* _Exercise_:
Please copy out each of the following rows word for word, keeping every line in its original order.

==== Extracted information ====

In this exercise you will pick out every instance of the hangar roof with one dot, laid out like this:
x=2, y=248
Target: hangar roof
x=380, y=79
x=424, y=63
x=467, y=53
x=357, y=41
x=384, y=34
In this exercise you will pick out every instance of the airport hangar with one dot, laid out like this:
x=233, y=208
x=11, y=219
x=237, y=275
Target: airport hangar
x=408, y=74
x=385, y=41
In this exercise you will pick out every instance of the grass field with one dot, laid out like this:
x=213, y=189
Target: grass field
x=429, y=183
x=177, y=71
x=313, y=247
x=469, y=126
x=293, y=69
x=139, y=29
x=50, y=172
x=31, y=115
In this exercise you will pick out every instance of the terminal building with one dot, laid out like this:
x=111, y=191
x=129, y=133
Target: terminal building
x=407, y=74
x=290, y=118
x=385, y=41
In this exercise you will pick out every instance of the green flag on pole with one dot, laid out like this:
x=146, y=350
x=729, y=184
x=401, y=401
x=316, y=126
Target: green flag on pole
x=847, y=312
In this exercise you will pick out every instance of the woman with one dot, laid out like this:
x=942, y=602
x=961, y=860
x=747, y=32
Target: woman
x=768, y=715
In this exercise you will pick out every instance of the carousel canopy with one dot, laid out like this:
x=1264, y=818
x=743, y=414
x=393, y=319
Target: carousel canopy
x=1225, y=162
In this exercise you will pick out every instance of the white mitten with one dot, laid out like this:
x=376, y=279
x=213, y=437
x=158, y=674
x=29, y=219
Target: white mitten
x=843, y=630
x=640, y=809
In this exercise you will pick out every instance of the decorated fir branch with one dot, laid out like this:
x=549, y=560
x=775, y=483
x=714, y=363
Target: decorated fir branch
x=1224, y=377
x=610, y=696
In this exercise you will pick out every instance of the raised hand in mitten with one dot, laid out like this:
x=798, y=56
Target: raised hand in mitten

====

* _Final result_:
In this exercise you will pick out every instance of the hangar roof with one dot, laid out like this:
x=2, y=248
Target: hangar roof
x=380, y=79
x=424, y=63
x=467, y=53
x=357, y=41
x=384, y=34
In this exercise you will pick out every instance of the airport hangar with one dot, laid out like this:
x=233, y=208
x=11, y=219
x=237, y=275
Target: airport hangar
x=408, y=74
x=385, y=41
In this exercise you will pick out every instance of the grass field with one dot, laid out like this:
x=213, y=189
Target: grass field
x=429, y=183
x=177, y=71
x=313, y=247
x=469, y=126
x=293, y=69
x=139, y=29
x=50, y=172
x=31, y=115
In this exercise you will pick out every instance of the terminal building with one dot, laid out like this:
x=111, y=191
x=129, y=133
Target: terminal building
x=407, y=74
x=290, y=118
x=385, y=41
In this exercise you will pick out every instance of the green flag on pole with one dot, laid out like this:
x=146, y=350
x=729, y=184
x=401, y=401
x=316, y=126
Target: green flag on pole
x=847, y=312
In this exercise you will pick out every instance of the woman with one dot, laid out like this:
x=942, y=602
x=961, y=860
x=747, y=32
Target: woman
x=768, y=715
In this exercise you will pick out every instance of the carousel canopy with one dot, laid out like this:
x=1264, y=818
x=743, y=414
x=393, y=319
Target: carousel canopy
x=1225, y=162
In this exercise you will pick out every instance of the white mitten with one dot, laid out like this:
x=376, y=279
x=213, y=437
x=158, y=674
x=29, y=219
Target: white mitten
x=843, y=630
x=640, y=809
In this exercise you will pick out every instance of the decorated fir branch with one dot, laid out like this:
x=549, y=560
x=775, y=483
x=714, y=363
Target: decorated fir branch
x=1224, y=377
x=610, y=696
In this exercise you will pick out every instance of the raised hand in mitten with one dot, laid out like this:
x=798, y=56
Target: raised hand in mitten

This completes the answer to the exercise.